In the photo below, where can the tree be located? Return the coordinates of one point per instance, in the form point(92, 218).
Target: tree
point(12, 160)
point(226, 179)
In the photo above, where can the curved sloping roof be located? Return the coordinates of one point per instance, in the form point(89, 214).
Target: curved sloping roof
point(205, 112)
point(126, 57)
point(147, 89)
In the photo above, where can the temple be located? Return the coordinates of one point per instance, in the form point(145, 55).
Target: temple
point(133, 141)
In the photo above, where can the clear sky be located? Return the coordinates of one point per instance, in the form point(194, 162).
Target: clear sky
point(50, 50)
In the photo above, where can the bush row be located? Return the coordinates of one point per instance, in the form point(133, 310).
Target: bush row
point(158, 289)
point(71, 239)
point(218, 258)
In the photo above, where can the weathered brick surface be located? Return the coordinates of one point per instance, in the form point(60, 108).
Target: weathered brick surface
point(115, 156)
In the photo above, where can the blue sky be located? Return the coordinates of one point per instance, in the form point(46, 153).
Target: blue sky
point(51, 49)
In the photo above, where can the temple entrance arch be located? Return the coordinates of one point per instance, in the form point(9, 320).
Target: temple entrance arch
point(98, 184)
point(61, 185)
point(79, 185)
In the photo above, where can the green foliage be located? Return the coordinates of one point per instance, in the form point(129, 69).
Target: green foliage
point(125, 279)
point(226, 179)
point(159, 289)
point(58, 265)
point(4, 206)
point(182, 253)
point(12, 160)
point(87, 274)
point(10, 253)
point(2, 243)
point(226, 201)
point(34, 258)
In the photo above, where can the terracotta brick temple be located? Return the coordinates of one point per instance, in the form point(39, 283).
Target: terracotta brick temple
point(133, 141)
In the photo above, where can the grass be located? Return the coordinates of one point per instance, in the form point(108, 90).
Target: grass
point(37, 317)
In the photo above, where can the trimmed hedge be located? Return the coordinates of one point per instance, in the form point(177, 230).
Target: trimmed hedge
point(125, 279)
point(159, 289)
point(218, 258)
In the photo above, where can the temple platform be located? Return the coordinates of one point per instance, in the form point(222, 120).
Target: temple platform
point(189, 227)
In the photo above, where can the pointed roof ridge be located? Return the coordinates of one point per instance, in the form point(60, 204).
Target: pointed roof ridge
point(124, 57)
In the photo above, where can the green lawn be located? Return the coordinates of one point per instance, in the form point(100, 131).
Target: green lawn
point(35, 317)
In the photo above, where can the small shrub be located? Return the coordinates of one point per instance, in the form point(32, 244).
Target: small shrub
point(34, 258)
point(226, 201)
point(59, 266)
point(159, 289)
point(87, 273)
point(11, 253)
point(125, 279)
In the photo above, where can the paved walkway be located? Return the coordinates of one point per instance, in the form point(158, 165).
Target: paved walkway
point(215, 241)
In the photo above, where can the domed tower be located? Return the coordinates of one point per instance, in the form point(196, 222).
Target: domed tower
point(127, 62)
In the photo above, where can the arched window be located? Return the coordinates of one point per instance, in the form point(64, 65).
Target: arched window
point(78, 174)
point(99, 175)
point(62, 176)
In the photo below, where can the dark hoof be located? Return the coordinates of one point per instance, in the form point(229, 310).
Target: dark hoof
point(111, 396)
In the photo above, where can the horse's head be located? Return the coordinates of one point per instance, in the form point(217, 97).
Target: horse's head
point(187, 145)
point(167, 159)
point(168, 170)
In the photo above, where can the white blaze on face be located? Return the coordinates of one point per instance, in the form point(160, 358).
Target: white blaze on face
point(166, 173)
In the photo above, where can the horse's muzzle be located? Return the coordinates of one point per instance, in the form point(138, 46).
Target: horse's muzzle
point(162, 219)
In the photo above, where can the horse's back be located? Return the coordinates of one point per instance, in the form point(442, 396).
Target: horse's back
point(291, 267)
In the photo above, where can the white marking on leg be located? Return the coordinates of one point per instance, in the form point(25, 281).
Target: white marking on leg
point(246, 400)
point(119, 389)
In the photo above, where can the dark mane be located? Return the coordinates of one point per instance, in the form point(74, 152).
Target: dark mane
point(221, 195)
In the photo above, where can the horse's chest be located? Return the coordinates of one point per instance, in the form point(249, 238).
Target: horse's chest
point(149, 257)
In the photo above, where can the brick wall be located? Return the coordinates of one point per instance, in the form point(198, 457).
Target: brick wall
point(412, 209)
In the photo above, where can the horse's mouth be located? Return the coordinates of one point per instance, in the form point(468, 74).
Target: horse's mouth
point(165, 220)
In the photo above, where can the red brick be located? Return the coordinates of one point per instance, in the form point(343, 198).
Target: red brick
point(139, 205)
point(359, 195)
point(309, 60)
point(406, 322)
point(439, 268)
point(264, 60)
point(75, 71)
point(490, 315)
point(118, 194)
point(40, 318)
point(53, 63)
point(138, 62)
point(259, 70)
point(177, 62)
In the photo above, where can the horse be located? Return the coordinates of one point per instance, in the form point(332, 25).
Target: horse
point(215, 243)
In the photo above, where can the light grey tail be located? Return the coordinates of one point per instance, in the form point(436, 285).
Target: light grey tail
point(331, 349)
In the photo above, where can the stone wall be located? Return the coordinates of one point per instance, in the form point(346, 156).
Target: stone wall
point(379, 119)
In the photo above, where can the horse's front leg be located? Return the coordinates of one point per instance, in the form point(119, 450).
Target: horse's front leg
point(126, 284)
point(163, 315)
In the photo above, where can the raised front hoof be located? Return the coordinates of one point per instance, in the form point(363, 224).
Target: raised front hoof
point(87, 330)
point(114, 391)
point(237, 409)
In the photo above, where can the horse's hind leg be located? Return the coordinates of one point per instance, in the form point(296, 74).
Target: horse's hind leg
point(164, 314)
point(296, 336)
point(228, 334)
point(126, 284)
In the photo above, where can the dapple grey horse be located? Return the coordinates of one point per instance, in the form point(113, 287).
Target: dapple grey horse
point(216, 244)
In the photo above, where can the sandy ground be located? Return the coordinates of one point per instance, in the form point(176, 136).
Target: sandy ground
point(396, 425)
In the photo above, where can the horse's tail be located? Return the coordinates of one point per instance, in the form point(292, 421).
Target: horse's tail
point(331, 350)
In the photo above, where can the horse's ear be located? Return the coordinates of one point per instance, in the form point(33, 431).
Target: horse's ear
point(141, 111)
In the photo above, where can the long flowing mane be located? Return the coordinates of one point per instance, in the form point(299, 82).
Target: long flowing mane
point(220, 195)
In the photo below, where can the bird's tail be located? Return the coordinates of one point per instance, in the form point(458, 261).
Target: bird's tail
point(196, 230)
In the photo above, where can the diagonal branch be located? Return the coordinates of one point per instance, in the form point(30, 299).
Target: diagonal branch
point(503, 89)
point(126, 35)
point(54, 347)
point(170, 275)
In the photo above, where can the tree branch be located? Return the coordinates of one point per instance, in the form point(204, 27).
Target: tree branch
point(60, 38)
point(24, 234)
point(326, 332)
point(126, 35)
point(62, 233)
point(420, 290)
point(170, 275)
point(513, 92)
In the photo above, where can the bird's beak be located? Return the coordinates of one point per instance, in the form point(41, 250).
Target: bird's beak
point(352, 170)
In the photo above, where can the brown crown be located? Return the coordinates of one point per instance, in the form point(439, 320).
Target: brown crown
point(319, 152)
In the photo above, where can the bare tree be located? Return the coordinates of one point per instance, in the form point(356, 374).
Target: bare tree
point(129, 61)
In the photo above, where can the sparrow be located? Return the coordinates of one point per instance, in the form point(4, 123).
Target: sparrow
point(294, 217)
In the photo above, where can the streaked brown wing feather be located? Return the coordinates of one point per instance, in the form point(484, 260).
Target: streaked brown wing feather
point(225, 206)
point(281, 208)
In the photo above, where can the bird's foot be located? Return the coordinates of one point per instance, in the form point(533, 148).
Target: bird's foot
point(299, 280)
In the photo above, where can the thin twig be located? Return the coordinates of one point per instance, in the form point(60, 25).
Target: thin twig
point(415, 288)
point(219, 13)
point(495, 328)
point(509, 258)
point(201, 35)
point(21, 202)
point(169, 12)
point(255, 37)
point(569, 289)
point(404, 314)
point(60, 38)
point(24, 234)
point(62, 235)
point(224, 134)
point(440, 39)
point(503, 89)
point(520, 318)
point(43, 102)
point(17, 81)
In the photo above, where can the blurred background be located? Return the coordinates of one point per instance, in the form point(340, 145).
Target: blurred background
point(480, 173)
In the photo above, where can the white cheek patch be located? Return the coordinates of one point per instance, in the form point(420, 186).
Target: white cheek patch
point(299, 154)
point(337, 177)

---*---

Exercise brief: Where a line of the listing holds the string "below", copy that line.

Written solution:
In the photo below, where can the tree be located? Return the coordinates of one point per instance, in the form point(92, 218).
In the photo below, where can the dark hoof be located? Return the coordinates of one point per instance, in the form point(229, 310).
In the photo below, where can the bird's tail be located? Return the coordinates of one point per instance, in the form point(458, 261).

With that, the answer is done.